What is young onset dementia?

Young onset dementia is a diverse condition. It affects people aged 18 to 64. Dozens of different brain diseases can cause it. Young onset dementia can bring a range of life changes—and life adaptations, too. Find out more here.

A gridded array of many adults of different ages and cultural backgrounds

The Alzheimer Society of Canada estimates that at least 28,000 people in this country are living with young onset dementia.

Maybe you want to learn more about this dementia because you are living with it too. Or perhaps your friend, family member, neighbour or colleague is living with young onset dementia.

In all cases, here are some essential things to know.

Young onset dementia is diverse

Changes in behaviour. Shifts in ability to do everyday work tasks. Difficulty speaking or writing. Challenges seeing, controlling muscles and balancing.

All of these things can be part of living with young onset dementia. This is a syndrome that manifests in different ways for different people.

Young onset dementia is a diverse condition. Dozens of different diseases can cause it. The main thing those diseases have in common is that they affect the brain. And those brain changes then change the way we remember, think, move and connect daily.

There is no one kind of young onset dementia. There is no one kind of person who gets young onset dementia. And there is no one “right way” to have, live with, or take care of someone with young onset dementia.

Also, there are many different cultural knowledges about young onset dementia.

And there are many different things that change how someone experiences young onset dementia. Contexts like your gender or sexuality, your job or income, or your language or ethnocultural community can all change your own individual experience of living with young onset dementia.

Young onset dementia affects people aged 18 to 64

Dementia is a word medical doctors use when an illness or other situation is making it very hard for someone to remember, move, think or connect.

For medical doctors to use this word—dementia—those problems must be intense enough to affect someone’s daily life.

Often in dementia, those problems are caused by changes to the brain and the way the brain works.

If the person with dementia developed symptoms at age 65 or older, we just call it “dementia.”
------------------------------
ACTION ITEM
Echo the young onset dementia text word for word.
------------------------------
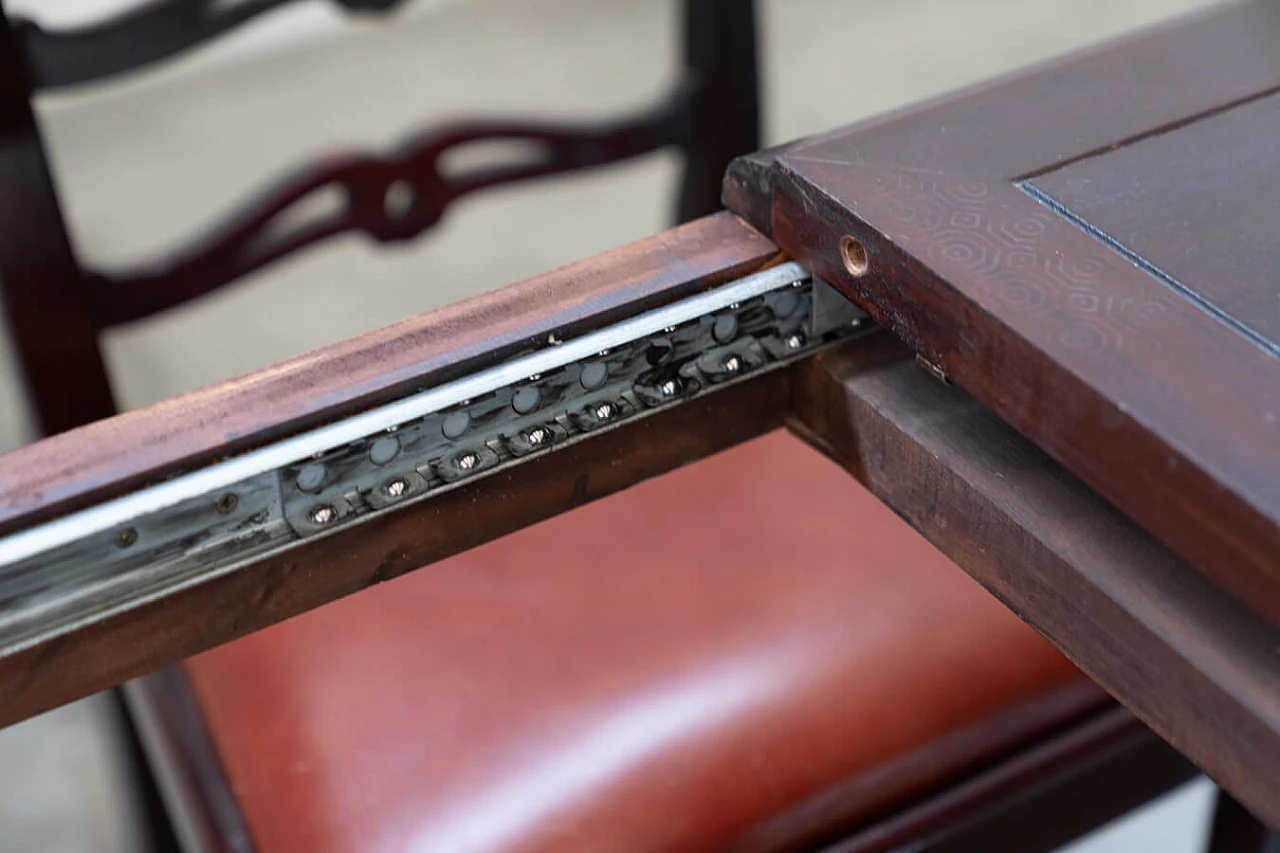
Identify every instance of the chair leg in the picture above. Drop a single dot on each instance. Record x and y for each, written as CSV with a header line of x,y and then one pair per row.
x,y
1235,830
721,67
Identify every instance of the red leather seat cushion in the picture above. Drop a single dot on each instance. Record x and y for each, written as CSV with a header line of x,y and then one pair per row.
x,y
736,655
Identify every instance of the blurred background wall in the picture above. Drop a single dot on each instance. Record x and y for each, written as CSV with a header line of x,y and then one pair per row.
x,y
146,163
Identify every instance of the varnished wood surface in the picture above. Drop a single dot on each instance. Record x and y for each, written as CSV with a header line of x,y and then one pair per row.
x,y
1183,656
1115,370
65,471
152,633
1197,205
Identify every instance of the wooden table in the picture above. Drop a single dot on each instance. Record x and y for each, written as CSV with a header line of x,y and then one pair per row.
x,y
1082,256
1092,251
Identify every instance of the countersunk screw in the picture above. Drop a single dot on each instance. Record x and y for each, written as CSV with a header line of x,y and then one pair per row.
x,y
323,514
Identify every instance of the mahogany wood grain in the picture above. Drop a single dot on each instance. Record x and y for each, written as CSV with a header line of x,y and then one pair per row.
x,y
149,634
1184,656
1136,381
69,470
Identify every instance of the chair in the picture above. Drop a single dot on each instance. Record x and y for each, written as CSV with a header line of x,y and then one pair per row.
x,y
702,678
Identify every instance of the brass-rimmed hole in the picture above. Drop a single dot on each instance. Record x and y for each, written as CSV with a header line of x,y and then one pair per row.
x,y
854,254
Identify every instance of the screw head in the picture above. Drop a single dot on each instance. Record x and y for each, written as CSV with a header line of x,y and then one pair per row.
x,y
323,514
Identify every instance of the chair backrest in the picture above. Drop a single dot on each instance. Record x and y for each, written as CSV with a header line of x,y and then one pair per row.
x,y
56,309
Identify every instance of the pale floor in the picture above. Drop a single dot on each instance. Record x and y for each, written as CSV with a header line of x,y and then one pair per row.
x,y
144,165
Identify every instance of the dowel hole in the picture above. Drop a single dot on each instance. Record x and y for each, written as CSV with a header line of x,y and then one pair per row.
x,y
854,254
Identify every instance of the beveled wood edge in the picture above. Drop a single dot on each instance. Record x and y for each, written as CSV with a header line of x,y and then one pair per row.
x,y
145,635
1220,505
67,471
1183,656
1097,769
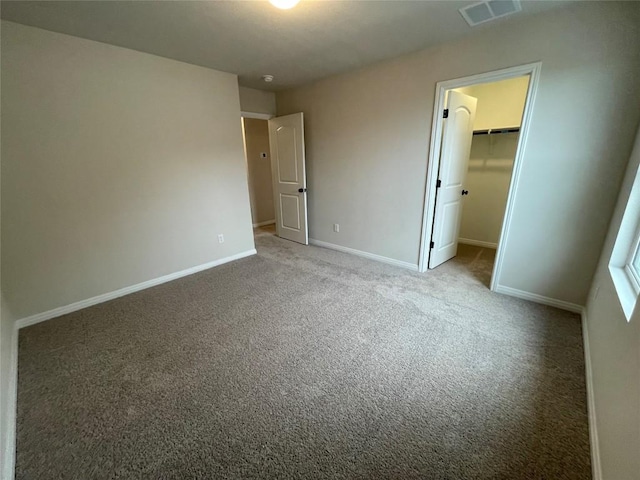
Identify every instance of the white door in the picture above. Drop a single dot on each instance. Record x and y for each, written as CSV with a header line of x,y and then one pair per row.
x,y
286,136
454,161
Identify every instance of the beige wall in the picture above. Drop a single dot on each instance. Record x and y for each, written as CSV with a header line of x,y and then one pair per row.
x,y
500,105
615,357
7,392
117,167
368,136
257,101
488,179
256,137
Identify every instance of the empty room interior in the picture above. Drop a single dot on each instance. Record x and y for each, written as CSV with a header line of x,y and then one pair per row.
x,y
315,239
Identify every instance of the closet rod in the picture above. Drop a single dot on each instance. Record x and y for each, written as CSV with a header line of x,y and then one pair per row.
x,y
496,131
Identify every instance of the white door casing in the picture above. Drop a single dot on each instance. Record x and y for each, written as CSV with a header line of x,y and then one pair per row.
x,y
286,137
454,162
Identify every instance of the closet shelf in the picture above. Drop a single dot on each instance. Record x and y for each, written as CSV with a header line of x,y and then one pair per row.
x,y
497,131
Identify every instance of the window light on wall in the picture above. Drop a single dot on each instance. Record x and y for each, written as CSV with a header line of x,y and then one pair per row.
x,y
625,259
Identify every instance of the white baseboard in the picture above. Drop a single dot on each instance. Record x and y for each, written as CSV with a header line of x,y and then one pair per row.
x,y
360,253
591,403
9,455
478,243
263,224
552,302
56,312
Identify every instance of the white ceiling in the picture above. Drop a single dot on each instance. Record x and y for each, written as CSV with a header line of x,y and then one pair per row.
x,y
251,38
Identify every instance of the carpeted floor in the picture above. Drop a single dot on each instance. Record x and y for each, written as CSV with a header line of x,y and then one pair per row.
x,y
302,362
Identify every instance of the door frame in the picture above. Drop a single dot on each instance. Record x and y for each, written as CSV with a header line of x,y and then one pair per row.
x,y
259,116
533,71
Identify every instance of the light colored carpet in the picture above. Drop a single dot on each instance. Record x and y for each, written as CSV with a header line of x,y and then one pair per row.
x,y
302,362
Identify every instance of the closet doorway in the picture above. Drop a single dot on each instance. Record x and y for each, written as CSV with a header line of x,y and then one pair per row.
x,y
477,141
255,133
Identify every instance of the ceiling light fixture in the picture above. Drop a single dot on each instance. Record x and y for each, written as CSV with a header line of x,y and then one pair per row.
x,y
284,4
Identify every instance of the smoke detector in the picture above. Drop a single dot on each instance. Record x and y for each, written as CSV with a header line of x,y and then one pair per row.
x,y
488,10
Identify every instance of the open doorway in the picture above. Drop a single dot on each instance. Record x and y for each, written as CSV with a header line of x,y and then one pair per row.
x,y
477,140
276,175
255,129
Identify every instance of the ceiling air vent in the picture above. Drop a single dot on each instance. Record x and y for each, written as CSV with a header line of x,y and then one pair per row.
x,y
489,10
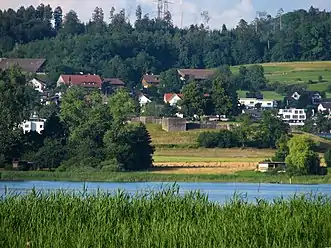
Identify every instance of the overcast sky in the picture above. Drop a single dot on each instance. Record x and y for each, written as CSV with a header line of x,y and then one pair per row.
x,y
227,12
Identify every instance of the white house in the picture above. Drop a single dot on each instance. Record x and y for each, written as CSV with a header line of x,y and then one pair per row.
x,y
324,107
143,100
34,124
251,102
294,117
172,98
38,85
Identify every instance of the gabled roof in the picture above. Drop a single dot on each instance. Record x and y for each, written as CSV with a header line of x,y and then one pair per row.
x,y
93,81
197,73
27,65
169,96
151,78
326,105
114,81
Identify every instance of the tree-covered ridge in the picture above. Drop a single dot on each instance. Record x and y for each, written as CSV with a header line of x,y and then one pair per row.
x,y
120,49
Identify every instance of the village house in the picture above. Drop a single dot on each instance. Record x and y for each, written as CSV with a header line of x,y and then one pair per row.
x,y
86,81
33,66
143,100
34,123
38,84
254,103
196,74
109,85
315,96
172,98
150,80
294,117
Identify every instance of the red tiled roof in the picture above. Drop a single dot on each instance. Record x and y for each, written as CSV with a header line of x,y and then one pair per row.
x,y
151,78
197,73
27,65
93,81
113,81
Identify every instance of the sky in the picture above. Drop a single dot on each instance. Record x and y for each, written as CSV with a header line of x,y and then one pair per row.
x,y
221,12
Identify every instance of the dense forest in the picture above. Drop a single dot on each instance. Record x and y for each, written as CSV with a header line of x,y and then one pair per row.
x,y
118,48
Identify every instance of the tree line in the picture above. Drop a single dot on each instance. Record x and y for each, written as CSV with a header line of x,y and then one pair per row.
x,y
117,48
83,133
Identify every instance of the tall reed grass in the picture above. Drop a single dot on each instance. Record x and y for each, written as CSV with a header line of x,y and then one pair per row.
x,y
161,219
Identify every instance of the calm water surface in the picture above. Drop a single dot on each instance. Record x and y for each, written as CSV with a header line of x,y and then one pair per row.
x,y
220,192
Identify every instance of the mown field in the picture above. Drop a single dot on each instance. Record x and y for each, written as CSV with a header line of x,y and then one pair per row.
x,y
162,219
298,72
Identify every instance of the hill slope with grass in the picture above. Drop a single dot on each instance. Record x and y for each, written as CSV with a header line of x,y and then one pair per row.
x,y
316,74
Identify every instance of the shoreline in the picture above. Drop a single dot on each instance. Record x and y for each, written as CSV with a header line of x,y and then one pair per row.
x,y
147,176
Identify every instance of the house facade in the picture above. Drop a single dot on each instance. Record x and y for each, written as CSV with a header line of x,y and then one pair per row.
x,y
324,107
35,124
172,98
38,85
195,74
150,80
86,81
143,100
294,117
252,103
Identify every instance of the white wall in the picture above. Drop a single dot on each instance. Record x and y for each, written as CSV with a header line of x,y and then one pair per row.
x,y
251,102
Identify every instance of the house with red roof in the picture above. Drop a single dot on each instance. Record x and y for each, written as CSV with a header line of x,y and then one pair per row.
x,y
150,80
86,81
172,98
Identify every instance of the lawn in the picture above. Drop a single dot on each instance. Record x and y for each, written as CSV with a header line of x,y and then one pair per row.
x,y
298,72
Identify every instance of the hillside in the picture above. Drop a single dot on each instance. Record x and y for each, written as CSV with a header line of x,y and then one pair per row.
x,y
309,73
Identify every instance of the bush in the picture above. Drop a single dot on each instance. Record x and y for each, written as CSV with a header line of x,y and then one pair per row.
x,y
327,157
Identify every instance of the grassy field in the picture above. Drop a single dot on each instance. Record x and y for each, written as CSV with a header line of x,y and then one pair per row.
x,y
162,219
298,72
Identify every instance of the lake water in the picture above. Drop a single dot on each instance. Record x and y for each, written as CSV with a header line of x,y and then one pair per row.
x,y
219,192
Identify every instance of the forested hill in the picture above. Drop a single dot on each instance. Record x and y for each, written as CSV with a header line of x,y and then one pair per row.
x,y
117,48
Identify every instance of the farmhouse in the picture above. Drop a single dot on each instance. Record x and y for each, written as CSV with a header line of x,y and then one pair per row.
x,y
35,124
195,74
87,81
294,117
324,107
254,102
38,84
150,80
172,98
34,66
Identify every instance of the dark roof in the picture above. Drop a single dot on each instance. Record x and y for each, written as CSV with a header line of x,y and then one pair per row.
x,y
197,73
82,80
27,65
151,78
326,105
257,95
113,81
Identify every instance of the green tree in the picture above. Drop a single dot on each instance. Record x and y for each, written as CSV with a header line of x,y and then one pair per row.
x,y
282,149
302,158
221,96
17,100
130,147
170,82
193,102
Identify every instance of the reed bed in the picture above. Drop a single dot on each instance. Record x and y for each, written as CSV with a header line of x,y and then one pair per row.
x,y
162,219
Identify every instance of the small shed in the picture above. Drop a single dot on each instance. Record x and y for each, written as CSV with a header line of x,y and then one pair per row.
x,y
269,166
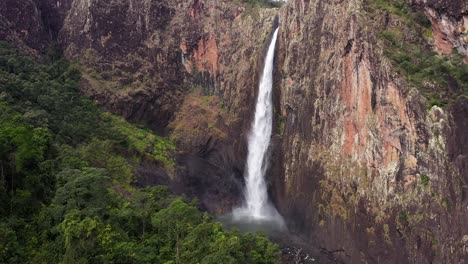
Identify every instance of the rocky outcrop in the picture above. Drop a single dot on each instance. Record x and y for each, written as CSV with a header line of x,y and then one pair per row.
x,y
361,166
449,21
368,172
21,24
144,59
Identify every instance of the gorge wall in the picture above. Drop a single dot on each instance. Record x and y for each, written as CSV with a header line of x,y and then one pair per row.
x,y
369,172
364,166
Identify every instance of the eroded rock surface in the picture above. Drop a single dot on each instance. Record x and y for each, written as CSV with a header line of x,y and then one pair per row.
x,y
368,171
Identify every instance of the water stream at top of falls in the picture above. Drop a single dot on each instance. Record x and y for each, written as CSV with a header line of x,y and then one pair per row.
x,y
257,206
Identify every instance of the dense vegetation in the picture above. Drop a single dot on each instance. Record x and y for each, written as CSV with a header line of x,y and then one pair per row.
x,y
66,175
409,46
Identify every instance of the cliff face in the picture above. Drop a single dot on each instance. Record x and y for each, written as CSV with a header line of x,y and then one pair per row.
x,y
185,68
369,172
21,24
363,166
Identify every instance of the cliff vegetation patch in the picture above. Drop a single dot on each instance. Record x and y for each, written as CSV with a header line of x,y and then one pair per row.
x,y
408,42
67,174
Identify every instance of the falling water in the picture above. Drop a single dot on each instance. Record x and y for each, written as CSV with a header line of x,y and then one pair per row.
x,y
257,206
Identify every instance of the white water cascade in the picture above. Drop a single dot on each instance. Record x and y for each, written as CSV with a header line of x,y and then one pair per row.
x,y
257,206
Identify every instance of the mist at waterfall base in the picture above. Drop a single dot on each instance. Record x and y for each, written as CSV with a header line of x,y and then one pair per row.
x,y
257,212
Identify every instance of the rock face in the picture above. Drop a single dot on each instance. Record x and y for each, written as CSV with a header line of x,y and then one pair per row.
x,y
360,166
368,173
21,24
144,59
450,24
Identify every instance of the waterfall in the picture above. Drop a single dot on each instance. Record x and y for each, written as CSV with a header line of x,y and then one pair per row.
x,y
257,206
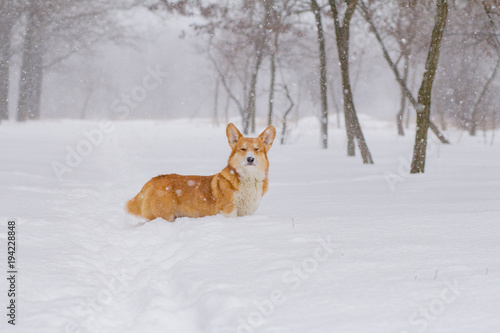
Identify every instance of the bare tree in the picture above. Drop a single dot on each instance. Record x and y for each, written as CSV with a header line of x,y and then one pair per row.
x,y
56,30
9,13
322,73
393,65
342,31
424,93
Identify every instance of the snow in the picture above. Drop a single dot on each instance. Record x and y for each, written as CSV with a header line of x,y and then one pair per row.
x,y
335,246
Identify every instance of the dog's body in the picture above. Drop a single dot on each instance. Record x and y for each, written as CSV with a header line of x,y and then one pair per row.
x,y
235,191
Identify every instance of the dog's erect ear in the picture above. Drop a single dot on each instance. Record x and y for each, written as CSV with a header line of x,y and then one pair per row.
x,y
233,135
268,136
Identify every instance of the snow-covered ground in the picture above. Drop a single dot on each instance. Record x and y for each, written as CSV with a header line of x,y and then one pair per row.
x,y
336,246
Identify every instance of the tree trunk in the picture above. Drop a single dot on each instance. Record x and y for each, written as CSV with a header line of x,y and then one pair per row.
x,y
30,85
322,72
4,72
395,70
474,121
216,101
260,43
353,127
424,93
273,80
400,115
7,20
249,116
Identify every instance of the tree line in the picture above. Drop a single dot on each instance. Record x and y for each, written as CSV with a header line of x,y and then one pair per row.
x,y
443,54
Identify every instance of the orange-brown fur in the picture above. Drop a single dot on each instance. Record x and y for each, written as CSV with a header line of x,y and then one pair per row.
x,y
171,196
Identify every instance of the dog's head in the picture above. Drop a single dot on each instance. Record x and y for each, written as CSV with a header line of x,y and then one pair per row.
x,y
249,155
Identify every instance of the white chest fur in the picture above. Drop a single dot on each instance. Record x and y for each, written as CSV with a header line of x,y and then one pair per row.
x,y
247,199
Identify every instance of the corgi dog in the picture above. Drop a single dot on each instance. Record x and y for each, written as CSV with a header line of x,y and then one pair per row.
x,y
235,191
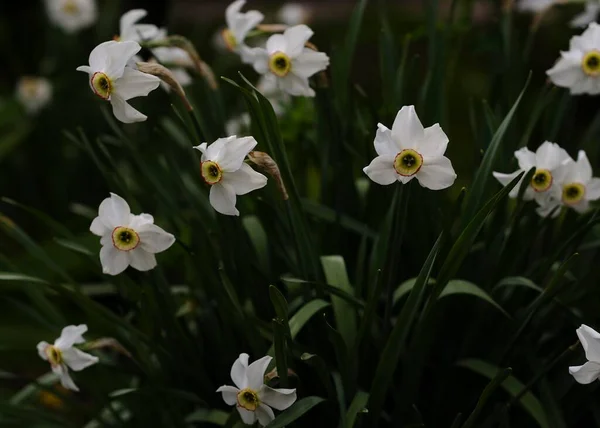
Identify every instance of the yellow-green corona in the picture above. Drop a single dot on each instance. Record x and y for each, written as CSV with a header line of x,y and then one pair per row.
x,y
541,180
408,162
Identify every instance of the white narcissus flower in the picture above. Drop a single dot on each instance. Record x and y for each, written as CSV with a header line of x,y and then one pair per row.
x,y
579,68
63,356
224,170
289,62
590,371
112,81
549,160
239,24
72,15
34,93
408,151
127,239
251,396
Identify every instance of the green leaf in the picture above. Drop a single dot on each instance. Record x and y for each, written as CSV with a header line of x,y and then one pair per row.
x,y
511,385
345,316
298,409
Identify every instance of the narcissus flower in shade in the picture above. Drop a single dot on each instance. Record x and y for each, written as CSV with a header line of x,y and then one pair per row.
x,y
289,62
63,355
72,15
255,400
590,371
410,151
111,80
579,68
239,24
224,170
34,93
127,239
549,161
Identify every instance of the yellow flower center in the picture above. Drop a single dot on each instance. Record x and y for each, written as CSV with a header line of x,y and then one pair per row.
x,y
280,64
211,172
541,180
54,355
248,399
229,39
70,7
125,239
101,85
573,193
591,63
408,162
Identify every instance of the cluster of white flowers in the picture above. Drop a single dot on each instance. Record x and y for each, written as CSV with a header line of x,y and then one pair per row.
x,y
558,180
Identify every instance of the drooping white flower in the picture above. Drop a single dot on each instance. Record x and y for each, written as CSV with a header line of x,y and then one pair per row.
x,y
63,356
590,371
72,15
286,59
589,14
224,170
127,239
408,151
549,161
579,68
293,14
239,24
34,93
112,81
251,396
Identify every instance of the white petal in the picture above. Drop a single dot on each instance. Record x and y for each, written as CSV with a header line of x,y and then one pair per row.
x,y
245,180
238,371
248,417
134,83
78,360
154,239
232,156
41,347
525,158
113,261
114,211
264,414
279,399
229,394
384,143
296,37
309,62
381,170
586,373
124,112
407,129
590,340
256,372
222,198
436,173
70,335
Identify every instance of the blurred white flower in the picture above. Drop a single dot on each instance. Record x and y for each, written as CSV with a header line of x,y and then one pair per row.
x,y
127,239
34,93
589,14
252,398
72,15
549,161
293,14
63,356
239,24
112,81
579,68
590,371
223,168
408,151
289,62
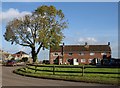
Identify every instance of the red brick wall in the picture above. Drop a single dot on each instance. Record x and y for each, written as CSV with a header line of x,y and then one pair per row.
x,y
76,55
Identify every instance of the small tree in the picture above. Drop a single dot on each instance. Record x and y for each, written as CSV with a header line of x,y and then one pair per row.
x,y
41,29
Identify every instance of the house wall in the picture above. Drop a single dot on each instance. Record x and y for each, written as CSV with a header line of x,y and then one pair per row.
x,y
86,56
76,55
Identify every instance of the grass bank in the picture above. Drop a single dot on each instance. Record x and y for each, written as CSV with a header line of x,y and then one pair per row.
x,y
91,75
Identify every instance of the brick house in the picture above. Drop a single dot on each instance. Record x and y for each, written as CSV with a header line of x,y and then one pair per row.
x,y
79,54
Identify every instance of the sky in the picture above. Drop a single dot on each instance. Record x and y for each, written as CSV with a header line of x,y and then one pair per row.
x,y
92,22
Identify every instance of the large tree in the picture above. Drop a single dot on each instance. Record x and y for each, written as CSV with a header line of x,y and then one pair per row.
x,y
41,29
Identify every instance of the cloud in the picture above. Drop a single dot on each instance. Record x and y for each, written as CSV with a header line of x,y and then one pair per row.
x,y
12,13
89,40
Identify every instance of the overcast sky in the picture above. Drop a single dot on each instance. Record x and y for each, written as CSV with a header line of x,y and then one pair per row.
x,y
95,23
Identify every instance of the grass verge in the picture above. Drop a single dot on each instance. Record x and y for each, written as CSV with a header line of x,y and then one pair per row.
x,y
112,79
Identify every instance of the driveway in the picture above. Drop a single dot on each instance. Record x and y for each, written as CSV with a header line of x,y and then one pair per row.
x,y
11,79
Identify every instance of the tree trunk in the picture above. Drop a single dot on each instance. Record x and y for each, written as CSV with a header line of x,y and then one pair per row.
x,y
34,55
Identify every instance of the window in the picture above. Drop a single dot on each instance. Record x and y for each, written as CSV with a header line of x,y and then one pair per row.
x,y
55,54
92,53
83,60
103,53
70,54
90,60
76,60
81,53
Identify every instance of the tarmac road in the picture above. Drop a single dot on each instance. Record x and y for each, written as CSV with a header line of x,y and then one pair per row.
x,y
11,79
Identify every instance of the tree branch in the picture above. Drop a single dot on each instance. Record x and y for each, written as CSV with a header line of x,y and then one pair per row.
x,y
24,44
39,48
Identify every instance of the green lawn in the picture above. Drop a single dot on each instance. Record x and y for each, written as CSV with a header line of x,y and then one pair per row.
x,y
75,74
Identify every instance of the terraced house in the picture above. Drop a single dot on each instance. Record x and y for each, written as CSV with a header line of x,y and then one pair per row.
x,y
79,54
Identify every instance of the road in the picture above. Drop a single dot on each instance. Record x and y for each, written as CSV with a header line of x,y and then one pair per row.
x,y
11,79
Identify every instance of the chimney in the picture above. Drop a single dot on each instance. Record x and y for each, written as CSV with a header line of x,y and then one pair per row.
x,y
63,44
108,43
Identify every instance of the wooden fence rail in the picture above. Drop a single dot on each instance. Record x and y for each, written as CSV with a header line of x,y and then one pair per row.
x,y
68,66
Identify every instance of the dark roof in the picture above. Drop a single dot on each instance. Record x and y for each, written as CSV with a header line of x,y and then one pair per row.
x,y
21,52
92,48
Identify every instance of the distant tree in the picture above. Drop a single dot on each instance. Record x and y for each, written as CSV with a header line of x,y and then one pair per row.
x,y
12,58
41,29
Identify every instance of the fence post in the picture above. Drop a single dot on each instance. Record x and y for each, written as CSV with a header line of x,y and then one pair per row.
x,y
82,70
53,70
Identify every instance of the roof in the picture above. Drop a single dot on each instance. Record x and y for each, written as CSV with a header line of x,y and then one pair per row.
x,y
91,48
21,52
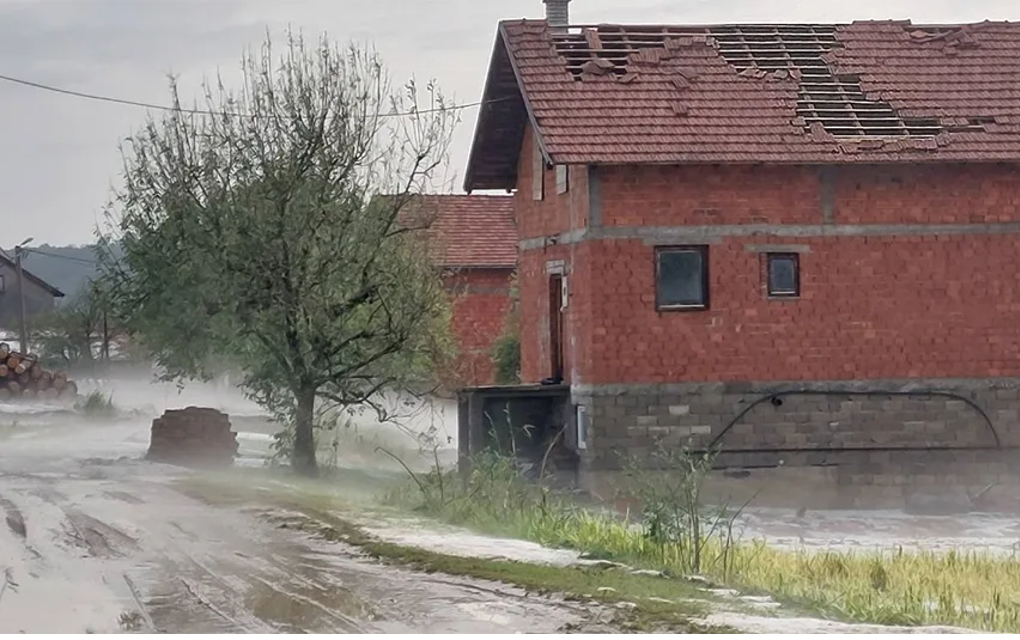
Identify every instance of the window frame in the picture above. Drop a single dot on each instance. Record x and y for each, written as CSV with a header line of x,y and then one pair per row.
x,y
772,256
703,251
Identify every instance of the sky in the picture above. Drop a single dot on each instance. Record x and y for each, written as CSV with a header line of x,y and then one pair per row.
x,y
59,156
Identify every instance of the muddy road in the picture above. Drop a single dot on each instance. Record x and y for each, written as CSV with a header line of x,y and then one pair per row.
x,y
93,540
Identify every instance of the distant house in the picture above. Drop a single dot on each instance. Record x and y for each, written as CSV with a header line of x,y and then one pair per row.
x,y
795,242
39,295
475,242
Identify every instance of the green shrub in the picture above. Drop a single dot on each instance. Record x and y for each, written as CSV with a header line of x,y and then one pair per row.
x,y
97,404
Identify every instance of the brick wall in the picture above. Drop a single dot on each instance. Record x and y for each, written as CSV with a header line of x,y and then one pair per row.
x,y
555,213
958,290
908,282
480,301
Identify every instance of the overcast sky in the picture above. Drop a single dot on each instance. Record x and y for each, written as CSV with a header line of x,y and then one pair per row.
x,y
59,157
------------------------------
EXERCISE SOLUTION
What is young onset dementia?

Young onset dementia is a diverse condition. It affects people aged 18 to 64. Dozens of different brain diseases can cause it. Young onset dementia can bring a range of life changes—and life adaptations, too. Find out more here.

A gridded array of many adults of different ages and cultural backgrounds

The Alzheimer Society of Canada estimates that at least 28,000 people in this country are living with young onset dementia.

Maybe you want to learn more about this dementia because you are living with it too. Or perhaps your friend, family member, neighbour or colleague is living with young onset dementia.

In all cases, here are some essential things to know.

Young onset dementia is diverse

Changes in behaviour. Shifts in ability to do everyday work tasks. Difficulty speaking or writing. Challenges seeing, controlling muscles and balancing.

All of these things can be part of living with young onset dementia. This is a syndrome that manifests in different ways for different people.

Young onset dementia is a diverse condition. Dozens of different diseases can cause it. The main thing those diseases have in common is that they affect the brain. And those brain changes then change the way we remember, think, move and connect daily.

There is no one kind of young onset dementia. There is no one kind of person who gets young onset dementia. And there is no one “right way” to have, live with, or take care of someone with young onset dementia.

Also, there are many different cultural knowledges about young onset dementia.

And there are many different things that change how someone experiences young onset dementia. Contexts like your gender or sexuality, your job or income, or your language or ethnocultural community can all change your own individual experience of living with young onset dementia.

Young onset dementia affects people aged 18 to 64

Dementia is a word medical doctors use when an illness or other situation is making it very hard for someone to remember, move, think or connect.

For medical doctors to use this word—dementia—those problems must be intense enough to affect someone’s daily life.

Often in dementia, those problems are caused by changes to the brain and the way the brain works.

If the person with dementia developed symptoms at age 65 or older, we just call it “dementia.”